----- Data excerpts

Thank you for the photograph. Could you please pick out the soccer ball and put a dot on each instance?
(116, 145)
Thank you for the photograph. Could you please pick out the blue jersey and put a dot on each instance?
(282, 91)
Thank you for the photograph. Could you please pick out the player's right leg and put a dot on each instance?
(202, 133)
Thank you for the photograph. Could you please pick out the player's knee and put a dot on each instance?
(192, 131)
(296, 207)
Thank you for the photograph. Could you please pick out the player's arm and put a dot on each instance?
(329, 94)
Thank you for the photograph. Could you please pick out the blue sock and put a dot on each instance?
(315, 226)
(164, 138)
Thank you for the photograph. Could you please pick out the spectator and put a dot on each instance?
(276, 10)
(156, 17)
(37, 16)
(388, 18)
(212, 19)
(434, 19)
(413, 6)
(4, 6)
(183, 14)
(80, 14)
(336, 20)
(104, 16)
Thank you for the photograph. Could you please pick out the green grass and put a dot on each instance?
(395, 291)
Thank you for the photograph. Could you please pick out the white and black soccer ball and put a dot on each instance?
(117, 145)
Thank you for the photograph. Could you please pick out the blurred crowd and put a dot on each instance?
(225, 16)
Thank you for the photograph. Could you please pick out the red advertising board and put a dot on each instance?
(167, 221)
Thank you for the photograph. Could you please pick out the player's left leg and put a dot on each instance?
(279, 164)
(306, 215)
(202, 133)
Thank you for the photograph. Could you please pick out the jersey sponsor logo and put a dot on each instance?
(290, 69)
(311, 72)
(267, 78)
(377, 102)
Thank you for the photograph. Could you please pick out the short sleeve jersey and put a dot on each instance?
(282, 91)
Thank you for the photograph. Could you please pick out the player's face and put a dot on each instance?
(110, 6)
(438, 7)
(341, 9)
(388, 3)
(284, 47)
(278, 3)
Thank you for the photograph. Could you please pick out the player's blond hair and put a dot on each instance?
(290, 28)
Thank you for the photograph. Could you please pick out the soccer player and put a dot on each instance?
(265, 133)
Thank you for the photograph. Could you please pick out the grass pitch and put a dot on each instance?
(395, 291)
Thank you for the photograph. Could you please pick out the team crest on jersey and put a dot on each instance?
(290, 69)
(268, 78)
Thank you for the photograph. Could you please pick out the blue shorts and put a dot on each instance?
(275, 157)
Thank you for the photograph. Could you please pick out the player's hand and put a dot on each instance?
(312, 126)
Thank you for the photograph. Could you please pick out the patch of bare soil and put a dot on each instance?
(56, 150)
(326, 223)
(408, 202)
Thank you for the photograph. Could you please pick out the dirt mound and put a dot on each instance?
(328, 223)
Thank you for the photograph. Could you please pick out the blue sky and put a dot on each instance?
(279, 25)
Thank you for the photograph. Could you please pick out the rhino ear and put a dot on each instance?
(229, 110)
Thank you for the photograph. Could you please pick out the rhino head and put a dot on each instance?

----------

The output should be a character-exact copy of all entries.

Thank you for the photograph. Could you please pick out the soccer ball and put a dot on each instance?
(116, 145)
Thank you for the photograph. Could you please pick out the blue jersey and put a dot on each instance?
(282, 91)
Thank you for the photograph. Could you please pick out the player's right leg and put a dot on each instance?
(202, 133)
Thank you for the photograph. Could you please pick out the player's knee and put a dot on each instance?
(192, 131)
(296, 207)
Thank you for the photograph. Could you please pick out the player's arm and put a dot on each instance?
(329, 94)
Thank you for the photograph. Could you please pick out the blue sock and put a dot on each instance?
(315, 226)
(164, 138)
Thank you for the photograph. Could you please pick out the spectator and put a dot on each instance?
(276, 10)
(156, 17)
(37, 16)
(388, 18)
(212, 19)
(434, 19)
(413, 6)
(4, 6)
(183, 14)
(80, 14)
(336, 20)
(104, 16)
Thank you for the photograph. Could you please pick out the green grass and put a dot on each instance?
(395, 291)
Thank you for the photograph. Could you please pick out the white and black soccer ball and put a dot on each instance?
(117, 145)
Thank you for the photograph. Could you please pick out the blurred crowd and put a dot on each instance?
(225, 16)
Thank you for the photograph. Could you please pick out the red advertising board and put a dot on each instance?
(167, 221)
Thank you for the photograph. Could you please pick out the player's left leg and put a dot on each instance?
(279, 164)
(306, 215)
(202, 133)
Thank you for the photograph. Could you please pick out the jersey sponsor logo and put a dot on each instance?
(290, 69)
(311, 72)
(267, 78)
(377, 102)
Thank you for the photograph. Could you please pick out the short sleeve jersey and put a dot on each instance?
(282, 91)
Thank you for the photograph. Could you please pick out the player's face and put a dot on each instance?
(110, 6)
(438, 7)
(341, 9)
(388, 3)
(284, 47)
(278, 3)
Thank you for the photograph. Could you please pick out the player's blond hair and put a dot on each instance?
(290, 28)
Thank you for the photograph. Could you please pick out the soccer player and put a dot on each instance?
(265, 133)
Thank you for the photograph. Could you please pick out the grass pitch and put a dot on each instance?
(395, 291)
Thank you for the photograph. Could you please pick out the team crest on jersey and put a dot on each instance?
(290, 69)
(268, 78)
Thank you for the photograph. Could you please pick out the blue shorts and put a dot on each instance?
(275, 157)
Thank you for the photograph. Could you please pick out the player's hand and put a dot on each instance?
(312, 126)
Thank you for the photograph. Could you please pick out the patch of bare soil and put a dot on each instance?
(56, 150)
(326, 223)
(408, 202)
Thank you for the photograph. Could you please pick out the dirt mound and put a dot on each instance?
(328, 223)
Thank you for the photograph. Could you please pick out the blue sky and put a dot on each instance?
(279, 25)
Thank you for the photograph. Could you please pick out the rhino ear and put a dot on each instance?
(229, 110)
Thank you for the photograph. Could you please pick out the rhino head and put a dot on each instance?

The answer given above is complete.